§ **TASK SET**
**A.** In the conflict watchlist text, how many instances of Israeli strikes directly hitting locations that housed displaced people across the Gaza Strip were recorded between January and the end of November 2024?
**B.** Rewrite the paragraph of the conflict watchlist text that begins "2024 marked one of the most intense periods" as a short list that keeps its main facts.
**C.** Return the part of the conflict watchlist text from the words "Conflict Watchlist 2025" to the words "globally in 2024.", copied word for word.

§ **SUPPLIED PASSAGE**
*** Begin section ***

Conflict Watchlist 2025 | Israel, Palestine, and Lebanon
A year of multi-front conflict: Israeli military operations in Gaza, the West Bank, and Lebanon
Posted: 12 December 2024
2024 marked one of the most intense periods of conflict in decades for the Middle East. The repercussions of Hamas’ attack in October 2023 continued to shape events in the region, with Israel showing a clear willingness to escalate the conflict on multiple fronts. Seeking to reshape and impose a new order in the Middle East, Israel launched a major offensive against Hezbollah in Lebanon while continuing to engage in a protracted and destructive war in Gaza and intensifying crackdowns on armed groups in the West Bank. As a result of these multifront operations, the Israel Defense Forces (IDF) ranked the third-most operationally active military force globally in 2024.
ACLED’s Conflict Index ranks Palestine as the most dangerous and violent place in the world in 2024, topping the index for geographic diffusion of conflict and danger to civilians. Palestine remained the scene of the IDF’s most lethal operations in 2024; more than 28,000 people were killed in over 17,000 distinct incidents of violence in Gaza and the West Bank in the first 11 months of the year. This brought the total fatality toll of Palestinians killed since 7 October 2023 to more than 45,000. While the IDF pressed on with a grinding war in Gaza, the intensity of its operations decreased as Israel gained greater operational control over the Gaza Strip. Israeli forces targeted all five governorates of Gaza, but the highest number of attacks hit Gaza City and Dayr al-Balah. With Gaza reduced to piles of rubble and the IDF issuing multiple evacuation orders throughout the year, over 2 million Palestinians in Gaza have sought shelter in makeshift tents. Yet, no place has remained entirely safe for the population. Indeed, between January and the end of November 2024, Israeli strikes directly hit locations housing displaced people across the Gaza Strip in at least 380 instances.

*** End section ***

§ **STUDY MATERIAL**
*** Begin section ***

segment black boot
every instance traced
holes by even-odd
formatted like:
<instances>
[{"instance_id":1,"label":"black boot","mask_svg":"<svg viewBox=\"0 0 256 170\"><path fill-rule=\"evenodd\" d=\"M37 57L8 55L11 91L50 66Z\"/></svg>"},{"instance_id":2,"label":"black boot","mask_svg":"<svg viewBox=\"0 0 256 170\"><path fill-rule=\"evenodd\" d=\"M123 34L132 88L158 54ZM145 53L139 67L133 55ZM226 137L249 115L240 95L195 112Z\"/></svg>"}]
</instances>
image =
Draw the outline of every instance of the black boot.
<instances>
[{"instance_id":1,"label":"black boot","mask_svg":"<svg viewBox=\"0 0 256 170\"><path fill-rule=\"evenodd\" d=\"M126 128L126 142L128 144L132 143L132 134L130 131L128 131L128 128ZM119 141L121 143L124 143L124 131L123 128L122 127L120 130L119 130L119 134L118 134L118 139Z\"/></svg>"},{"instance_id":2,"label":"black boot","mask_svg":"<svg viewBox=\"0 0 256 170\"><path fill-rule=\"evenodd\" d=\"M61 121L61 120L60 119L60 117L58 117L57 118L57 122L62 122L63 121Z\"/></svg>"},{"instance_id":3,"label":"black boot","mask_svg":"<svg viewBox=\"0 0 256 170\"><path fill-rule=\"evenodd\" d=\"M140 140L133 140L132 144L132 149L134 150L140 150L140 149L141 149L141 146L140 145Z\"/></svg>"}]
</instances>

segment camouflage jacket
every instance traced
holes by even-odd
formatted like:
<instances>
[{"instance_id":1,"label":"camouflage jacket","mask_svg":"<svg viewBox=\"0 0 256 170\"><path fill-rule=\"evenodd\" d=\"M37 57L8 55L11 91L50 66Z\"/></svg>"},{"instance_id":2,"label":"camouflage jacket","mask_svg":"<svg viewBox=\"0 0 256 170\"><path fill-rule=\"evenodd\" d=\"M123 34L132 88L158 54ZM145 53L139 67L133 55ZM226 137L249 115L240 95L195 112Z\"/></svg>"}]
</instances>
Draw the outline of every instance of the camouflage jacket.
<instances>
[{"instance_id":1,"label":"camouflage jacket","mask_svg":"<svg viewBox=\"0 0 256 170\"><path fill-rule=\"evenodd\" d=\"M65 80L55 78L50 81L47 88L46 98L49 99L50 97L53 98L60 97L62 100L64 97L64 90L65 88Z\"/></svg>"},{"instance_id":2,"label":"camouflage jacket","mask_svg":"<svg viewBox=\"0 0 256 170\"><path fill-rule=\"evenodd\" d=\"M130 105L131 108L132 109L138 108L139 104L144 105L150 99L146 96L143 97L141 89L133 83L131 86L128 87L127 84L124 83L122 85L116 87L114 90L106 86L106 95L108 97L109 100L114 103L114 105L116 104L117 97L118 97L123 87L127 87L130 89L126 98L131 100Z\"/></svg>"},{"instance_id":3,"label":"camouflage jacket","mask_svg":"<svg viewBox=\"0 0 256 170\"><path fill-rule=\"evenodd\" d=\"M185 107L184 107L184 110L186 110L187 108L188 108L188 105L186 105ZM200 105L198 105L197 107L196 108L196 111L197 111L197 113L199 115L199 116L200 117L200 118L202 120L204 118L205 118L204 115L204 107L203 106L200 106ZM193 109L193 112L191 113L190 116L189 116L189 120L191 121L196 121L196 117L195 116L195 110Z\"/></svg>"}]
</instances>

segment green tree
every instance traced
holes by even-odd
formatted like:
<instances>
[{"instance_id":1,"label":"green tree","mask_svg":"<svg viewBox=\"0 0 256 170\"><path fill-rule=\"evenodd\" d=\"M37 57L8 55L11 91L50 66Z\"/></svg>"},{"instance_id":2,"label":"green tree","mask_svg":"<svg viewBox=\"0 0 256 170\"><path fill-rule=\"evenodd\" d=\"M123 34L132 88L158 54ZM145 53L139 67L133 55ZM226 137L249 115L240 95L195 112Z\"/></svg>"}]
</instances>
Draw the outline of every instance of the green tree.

*** End section ***

§ **ANSWER LIST**
**A.** At least 380 instances.

**B.**
- 2024 was one of the Middle East's most intense periods of conflict in decades.
- The effects of Hamas' October 2023 attack kept shaping events, and Israel showed a clear willingness to escalate on multiple fronts.
- Seeking to reshape and impose a new order in the region, Israel launched a major offensive against Hezbollah in Lebanon, continued a protracted, destructive war in Gaza and intensified crackdowns on armed groups in the West Bank.
- Because of these operations, the Israel Defense Forces (IDF) ranked as the third-most operationally active military force globally in 2024.

**C.**
Conflict Watchlist 2025 | Israel, Palestine, and Lebanon
A year of multi-front conflict: Israeli military operations in Gaza, the West Bank, and Lebanon
Posted: 12 December 2024
2024 marked one of the most intense periods of conflict in decades for the Middle East. The repercussions of Hamas’ attack in October 2023 continued to shape events in the region, with Israel showing a clear willingness to escalate the conflict on multiple fronts. Seeking to reshape and impose a new order in the Middle East, Israel launched a major offensive against Hezbollah in Lebanon while continuing to engage in a protracted and destructive war in Gaza and intensifying crackdowns on armed groups in the West Bank. As a result of these multifront operations, the Israel Defense Forces (IDF) ranked the third-most operationally active military force globally in 2024.